- _What to do_
Give the lines below, from the line with "(format x=379, y=237)" through the line with "x=182, y=192", both ends included, as a JSON list of strings, one string per line, with blank lines omitted.

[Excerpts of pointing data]
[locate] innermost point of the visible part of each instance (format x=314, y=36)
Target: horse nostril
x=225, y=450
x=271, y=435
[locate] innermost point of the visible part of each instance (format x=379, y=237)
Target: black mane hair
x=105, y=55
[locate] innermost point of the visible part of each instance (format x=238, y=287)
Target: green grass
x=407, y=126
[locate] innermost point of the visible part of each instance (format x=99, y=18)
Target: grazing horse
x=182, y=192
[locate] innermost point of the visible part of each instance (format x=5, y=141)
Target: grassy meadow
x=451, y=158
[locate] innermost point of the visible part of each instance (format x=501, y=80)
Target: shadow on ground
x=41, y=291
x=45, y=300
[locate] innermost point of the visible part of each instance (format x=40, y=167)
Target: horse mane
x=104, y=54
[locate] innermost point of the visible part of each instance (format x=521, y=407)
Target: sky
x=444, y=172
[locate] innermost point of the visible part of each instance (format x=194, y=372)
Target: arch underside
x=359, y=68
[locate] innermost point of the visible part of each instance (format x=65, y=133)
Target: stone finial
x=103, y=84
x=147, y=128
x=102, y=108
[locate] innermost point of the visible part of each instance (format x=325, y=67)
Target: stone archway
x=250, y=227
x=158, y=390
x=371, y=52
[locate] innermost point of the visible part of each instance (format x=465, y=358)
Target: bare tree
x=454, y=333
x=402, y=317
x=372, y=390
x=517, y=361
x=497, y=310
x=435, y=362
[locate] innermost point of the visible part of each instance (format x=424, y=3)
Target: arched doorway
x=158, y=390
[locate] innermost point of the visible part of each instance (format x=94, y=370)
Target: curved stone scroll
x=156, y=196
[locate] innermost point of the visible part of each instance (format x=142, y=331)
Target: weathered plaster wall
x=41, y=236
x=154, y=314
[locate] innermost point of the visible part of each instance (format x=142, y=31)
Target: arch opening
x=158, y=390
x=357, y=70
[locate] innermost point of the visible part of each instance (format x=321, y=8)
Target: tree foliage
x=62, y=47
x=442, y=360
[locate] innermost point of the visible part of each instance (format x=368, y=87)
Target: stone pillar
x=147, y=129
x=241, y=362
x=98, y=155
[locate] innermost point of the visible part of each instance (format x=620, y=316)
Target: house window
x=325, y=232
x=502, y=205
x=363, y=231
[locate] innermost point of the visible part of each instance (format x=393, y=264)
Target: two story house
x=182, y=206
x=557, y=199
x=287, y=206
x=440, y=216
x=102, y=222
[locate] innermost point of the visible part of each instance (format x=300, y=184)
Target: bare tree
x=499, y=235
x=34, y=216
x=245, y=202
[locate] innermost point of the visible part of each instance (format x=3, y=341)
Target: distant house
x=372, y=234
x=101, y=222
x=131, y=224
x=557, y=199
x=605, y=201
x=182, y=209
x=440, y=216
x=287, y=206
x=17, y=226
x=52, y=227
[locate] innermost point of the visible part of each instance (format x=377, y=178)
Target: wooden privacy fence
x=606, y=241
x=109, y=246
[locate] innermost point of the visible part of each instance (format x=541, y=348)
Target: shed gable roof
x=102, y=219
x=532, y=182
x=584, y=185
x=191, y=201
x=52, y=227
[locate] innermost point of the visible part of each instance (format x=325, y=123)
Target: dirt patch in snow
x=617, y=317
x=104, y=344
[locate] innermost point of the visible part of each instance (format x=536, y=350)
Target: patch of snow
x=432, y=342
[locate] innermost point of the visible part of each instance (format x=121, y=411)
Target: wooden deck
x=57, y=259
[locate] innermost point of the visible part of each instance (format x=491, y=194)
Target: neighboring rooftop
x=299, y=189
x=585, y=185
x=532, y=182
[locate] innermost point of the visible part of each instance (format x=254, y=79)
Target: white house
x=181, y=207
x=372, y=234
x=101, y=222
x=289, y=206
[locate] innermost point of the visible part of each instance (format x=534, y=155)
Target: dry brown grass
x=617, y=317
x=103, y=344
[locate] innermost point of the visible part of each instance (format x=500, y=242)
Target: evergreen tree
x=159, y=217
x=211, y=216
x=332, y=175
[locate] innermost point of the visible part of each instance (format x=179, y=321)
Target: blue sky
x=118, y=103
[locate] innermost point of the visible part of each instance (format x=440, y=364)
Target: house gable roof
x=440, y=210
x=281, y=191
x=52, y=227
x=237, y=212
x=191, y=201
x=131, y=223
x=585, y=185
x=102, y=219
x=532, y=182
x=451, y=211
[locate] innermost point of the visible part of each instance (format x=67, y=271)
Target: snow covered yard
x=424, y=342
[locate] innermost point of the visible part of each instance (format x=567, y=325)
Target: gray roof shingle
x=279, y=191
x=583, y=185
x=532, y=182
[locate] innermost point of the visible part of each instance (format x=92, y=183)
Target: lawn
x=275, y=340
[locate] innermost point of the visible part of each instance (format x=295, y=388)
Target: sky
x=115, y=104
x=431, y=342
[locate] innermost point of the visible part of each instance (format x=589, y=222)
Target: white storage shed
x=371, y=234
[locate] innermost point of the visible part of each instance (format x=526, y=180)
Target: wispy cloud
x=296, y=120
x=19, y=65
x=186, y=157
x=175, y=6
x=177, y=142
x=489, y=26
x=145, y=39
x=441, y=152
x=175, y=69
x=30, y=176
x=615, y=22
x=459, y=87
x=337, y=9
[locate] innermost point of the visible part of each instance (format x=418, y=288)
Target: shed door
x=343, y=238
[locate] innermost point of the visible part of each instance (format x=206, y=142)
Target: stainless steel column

- _Final result_
[
  "[locate] innermost point of the visible part of each instance (format x=379, y=237)",
  "Target: black mane hair",
  "x=105, y=55",
  "[locate] innermost point of the visible part of each instance (format x=238, y=287)",
  "Target: green grass",
  "x=407, y=126",
  "[locate] innermost point of the visible part of each instance (format x=99, y=18)",
  "Target: grazing horse",
  "x=182, y=192"
]